** Supplied records follows **
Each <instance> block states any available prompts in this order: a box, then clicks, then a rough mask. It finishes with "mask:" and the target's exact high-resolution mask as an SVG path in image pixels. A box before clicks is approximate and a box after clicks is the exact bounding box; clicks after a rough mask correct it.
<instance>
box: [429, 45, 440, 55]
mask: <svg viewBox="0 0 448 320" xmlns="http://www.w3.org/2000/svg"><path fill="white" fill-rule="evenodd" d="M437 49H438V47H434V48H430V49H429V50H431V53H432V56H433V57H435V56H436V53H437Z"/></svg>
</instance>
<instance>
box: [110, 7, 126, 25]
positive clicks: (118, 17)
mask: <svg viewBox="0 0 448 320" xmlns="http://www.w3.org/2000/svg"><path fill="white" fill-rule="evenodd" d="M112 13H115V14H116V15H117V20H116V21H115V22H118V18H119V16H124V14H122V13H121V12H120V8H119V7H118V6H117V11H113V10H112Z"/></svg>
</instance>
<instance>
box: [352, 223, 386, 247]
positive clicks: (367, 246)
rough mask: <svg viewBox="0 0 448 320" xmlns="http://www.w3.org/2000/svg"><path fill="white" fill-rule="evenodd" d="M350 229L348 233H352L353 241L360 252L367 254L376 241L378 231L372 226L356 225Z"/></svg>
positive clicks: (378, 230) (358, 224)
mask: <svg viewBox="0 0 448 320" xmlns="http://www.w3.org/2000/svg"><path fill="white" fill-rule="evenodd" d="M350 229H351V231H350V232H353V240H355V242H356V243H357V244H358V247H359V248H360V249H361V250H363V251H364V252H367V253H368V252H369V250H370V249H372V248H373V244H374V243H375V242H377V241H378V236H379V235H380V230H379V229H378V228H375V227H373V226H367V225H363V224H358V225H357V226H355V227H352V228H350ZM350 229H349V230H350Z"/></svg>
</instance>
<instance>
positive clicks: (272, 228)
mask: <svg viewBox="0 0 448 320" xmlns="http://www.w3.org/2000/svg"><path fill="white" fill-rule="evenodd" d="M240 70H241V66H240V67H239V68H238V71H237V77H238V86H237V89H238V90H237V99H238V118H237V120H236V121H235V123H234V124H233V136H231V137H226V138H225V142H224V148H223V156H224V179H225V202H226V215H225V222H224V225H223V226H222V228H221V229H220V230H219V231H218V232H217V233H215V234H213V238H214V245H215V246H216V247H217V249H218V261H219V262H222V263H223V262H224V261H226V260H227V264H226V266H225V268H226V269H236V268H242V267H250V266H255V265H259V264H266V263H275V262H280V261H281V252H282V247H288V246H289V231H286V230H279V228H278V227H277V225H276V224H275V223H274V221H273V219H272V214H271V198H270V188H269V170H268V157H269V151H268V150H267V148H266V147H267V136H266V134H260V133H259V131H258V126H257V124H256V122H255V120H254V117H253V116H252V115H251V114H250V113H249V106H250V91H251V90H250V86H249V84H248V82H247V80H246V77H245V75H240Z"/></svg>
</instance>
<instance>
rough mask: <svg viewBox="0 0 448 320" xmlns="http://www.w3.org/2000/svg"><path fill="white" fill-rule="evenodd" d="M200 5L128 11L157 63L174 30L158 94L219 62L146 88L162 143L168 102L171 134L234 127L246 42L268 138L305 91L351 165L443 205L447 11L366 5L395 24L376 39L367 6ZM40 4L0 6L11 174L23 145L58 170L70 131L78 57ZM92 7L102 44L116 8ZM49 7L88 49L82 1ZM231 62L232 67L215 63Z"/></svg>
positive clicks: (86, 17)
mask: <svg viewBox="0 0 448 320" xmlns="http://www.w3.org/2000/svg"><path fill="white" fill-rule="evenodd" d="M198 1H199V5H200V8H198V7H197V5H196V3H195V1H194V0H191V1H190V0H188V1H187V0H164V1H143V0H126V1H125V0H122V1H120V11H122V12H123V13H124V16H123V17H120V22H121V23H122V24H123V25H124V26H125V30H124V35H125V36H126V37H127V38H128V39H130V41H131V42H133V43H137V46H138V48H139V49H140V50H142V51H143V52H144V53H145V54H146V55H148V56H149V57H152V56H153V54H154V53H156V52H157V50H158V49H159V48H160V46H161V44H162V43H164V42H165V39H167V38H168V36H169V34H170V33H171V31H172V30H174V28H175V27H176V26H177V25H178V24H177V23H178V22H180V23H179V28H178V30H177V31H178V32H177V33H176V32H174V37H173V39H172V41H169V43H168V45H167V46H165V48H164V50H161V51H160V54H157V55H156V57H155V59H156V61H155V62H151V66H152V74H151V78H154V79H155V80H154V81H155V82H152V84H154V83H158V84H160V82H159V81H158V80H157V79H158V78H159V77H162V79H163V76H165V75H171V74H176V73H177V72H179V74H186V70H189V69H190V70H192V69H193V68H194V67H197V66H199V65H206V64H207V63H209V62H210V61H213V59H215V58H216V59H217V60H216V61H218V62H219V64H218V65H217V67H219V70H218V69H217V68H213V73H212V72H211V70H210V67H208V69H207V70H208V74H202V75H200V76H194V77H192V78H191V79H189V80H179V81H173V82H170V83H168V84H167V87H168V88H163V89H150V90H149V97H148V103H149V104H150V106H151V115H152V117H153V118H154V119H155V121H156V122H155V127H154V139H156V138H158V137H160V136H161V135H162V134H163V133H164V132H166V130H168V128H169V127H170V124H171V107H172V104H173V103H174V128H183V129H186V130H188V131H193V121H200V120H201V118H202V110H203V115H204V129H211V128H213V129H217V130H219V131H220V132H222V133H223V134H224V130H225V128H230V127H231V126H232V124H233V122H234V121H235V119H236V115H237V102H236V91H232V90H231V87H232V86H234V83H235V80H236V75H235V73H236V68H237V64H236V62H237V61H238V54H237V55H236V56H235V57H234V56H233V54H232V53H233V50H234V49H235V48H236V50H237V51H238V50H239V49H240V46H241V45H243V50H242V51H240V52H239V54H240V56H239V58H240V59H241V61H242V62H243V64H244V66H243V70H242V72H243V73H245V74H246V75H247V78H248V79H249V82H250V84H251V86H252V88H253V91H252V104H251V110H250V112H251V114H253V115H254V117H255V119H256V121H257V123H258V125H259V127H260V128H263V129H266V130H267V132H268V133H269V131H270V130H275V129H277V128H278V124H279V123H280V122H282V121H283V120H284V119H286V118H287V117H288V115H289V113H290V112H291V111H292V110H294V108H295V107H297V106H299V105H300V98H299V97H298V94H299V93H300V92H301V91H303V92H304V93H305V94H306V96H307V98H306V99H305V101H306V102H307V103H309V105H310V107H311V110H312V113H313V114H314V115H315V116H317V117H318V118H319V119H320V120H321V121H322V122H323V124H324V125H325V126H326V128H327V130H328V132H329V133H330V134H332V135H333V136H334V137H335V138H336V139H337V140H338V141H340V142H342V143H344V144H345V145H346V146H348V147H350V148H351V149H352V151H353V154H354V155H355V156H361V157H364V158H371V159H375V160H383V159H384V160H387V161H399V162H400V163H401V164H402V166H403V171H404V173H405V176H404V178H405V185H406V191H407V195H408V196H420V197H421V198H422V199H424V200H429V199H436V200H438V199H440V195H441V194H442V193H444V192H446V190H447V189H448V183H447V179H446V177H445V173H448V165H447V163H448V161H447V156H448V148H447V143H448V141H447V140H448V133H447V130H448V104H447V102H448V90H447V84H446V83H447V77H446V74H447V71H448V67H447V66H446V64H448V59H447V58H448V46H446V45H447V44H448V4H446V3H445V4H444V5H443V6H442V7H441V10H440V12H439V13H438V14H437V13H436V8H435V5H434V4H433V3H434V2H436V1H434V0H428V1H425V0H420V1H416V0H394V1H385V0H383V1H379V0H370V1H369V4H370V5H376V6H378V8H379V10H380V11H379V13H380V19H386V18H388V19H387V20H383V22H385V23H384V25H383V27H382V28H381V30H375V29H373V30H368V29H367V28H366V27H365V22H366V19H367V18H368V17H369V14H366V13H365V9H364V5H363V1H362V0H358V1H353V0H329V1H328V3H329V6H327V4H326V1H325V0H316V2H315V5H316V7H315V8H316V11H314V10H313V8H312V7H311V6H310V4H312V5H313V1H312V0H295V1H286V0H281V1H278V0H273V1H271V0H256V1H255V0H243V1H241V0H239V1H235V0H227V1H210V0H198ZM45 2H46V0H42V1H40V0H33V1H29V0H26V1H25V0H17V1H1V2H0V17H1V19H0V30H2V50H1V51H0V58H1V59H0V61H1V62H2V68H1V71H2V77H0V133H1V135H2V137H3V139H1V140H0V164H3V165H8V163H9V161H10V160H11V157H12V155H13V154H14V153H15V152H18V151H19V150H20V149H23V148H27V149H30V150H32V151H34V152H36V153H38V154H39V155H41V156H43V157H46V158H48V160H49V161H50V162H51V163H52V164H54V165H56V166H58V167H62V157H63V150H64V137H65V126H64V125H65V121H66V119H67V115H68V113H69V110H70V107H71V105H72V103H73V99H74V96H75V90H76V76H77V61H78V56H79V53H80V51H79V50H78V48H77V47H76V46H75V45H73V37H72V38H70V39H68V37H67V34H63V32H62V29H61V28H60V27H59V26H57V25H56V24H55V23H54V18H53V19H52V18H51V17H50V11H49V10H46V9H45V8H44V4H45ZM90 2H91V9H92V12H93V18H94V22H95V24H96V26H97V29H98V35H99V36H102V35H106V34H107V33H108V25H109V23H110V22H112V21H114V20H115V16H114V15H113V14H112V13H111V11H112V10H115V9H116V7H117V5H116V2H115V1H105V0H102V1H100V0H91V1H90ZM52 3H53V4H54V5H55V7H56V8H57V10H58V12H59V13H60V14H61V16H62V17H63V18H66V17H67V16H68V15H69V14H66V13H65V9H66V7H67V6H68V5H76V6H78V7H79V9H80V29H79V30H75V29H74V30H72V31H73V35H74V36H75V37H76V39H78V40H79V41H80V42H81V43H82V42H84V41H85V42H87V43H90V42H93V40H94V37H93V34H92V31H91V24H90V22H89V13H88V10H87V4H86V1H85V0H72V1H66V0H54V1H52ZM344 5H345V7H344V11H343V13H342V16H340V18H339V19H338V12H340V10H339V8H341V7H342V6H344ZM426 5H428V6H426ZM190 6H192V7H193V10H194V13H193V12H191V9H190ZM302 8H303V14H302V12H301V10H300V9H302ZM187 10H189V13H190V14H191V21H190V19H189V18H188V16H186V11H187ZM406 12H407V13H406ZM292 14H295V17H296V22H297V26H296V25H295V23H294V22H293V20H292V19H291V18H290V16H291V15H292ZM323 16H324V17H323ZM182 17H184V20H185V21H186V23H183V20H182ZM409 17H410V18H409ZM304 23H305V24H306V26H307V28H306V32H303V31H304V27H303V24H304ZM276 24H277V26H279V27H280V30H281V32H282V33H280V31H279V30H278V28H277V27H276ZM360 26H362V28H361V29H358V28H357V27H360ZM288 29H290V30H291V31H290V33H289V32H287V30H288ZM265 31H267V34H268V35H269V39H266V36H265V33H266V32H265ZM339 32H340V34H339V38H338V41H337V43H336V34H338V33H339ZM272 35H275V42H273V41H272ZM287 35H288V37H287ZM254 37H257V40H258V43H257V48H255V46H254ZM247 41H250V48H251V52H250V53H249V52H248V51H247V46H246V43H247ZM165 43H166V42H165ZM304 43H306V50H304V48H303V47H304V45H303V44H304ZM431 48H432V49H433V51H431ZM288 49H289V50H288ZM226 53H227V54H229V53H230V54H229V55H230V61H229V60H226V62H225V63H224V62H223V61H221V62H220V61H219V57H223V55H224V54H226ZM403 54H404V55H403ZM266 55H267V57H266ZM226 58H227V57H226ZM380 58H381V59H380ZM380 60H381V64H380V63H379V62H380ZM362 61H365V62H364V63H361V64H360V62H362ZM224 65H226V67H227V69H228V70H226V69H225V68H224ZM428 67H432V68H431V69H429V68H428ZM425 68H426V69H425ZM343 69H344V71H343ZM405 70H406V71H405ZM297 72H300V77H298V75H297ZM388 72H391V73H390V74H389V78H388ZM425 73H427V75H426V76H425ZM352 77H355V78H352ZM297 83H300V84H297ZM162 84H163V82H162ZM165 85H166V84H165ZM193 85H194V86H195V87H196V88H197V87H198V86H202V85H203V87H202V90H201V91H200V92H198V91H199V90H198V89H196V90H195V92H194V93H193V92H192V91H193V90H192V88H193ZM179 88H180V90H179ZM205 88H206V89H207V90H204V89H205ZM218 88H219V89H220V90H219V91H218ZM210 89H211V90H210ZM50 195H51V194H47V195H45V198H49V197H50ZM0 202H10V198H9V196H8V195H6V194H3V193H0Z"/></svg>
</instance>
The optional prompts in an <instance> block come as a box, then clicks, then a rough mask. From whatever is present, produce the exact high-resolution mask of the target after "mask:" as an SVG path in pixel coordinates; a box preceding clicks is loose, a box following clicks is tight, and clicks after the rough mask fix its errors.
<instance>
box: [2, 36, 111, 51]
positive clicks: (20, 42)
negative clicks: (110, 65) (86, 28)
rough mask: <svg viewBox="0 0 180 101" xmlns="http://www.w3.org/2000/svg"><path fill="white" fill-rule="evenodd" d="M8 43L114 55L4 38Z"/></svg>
** End of Supplied records **
** Supplied records follows **
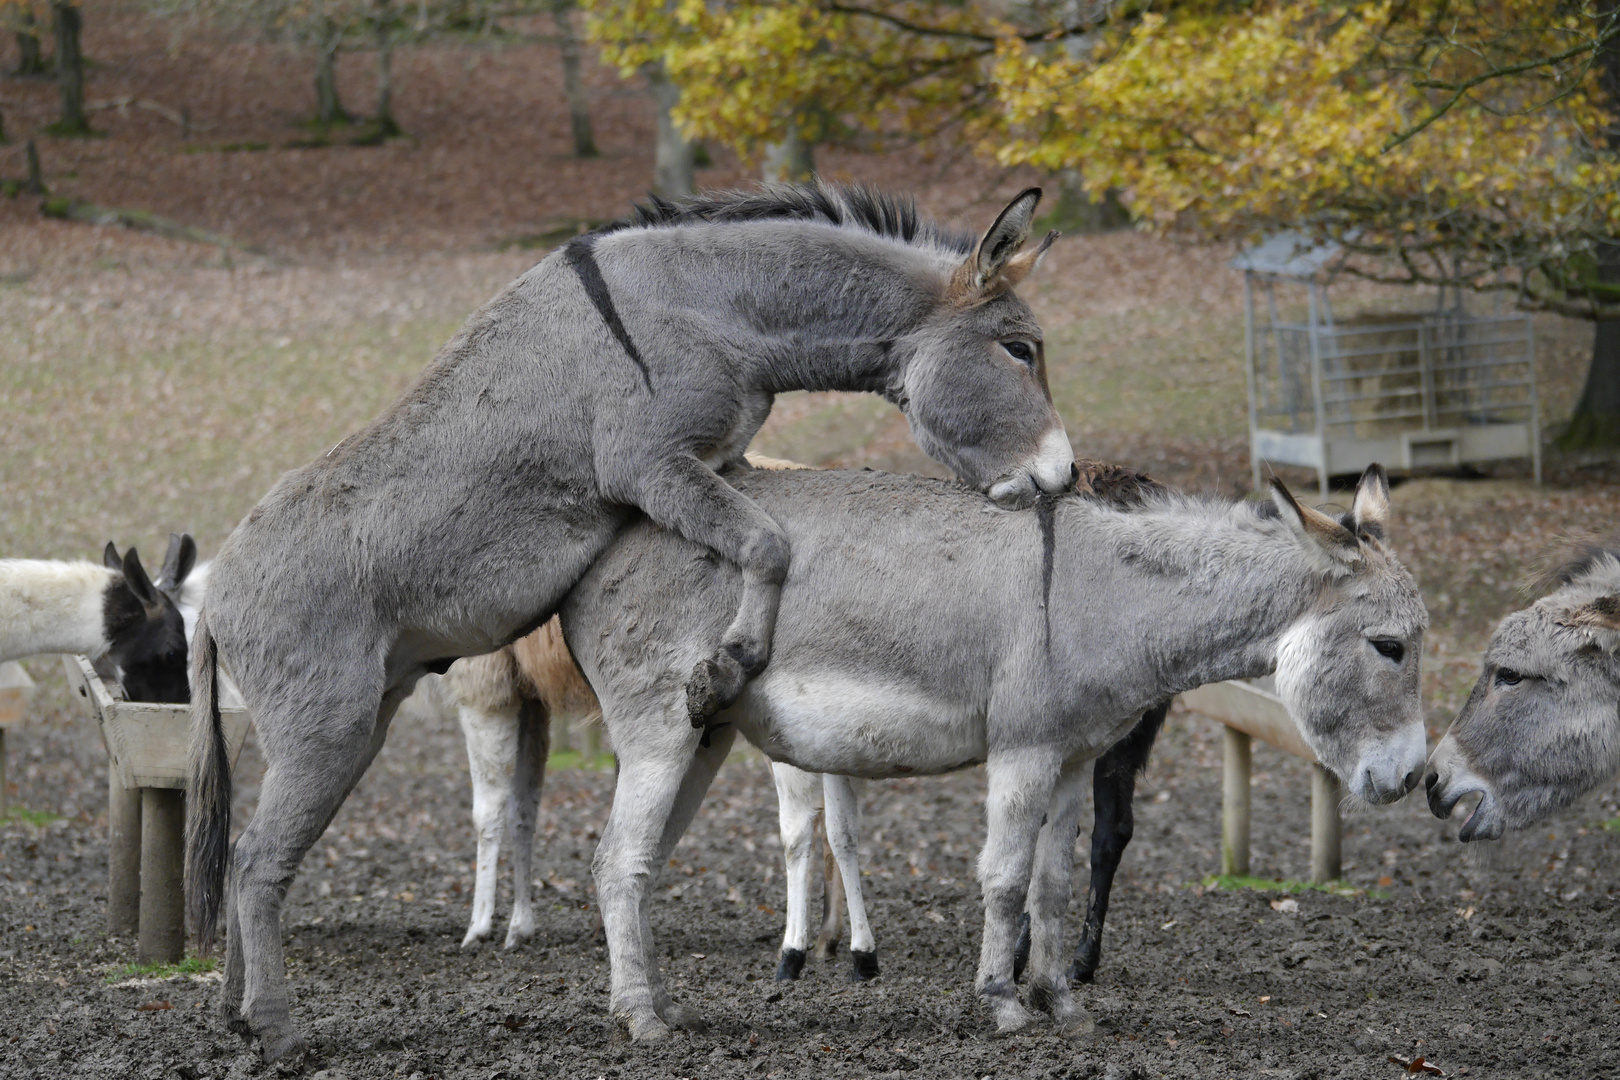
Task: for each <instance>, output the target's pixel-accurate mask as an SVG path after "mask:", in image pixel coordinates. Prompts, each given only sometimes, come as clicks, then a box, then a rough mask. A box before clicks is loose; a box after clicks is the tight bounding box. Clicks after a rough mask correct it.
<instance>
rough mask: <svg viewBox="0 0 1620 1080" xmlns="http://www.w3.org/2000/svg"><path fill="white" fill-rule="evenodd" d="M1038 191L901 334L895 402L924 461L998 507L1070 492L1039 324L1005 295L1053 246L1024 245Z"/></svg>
** End of Supplied records **
- _Task instructions_: Pick out every line in the records that contains the word "positive". Case counts.

- _Final answer_:
positive clicks: (118, 17)
positive clicks: (367, 246)
positive clicks: (378, 230) (358, 224)
positive clicks: (272, 228)
positive clicks: (86, 17)
positive clicks: (20, 42)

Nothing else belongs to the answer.